- **WHAT TO WORK ON**:
Can you reproduce every line of the items below, requests included, with each coordinate in the answers adjusted by -103 (leave the sample coordinates in the requests unchanged) and the pictures left out?

- **RECORDS FOR THIS EXERCISE**:

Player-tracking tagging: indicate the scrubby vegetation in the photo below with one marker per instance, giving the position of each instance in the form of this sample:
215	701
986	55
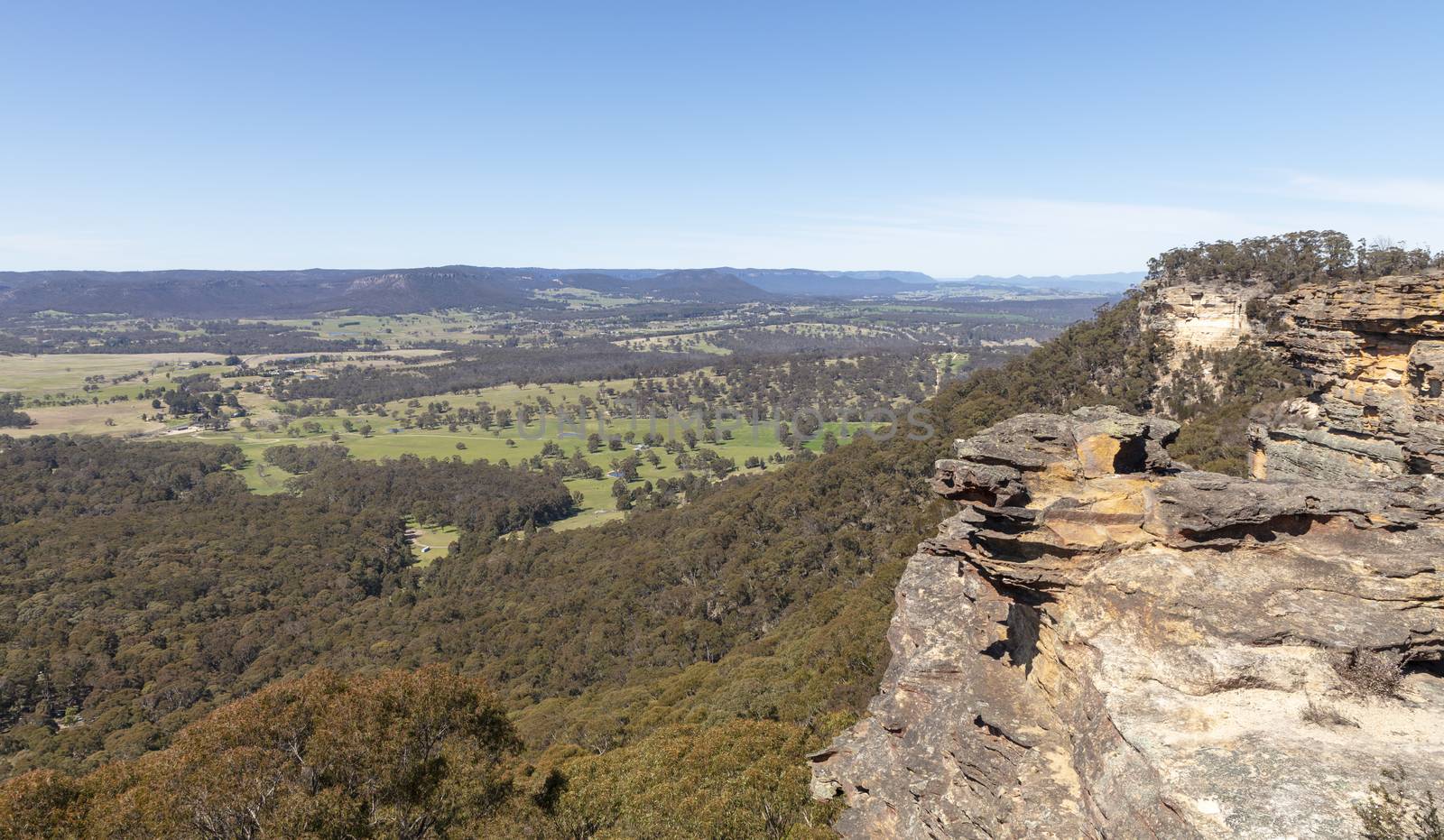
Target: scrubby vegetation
1290	259
664	674
1369	673
11	413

- **SOLUTION TO THIS TASK**:
Player-tracking tagging: indicate the scrubby vegetation in the photo below with one marker per instance, giving the position of each instance in the form of this sample:
215	701
986	55
Target: scrubby vegetation
1187	156
561	571
1266	570
-92	310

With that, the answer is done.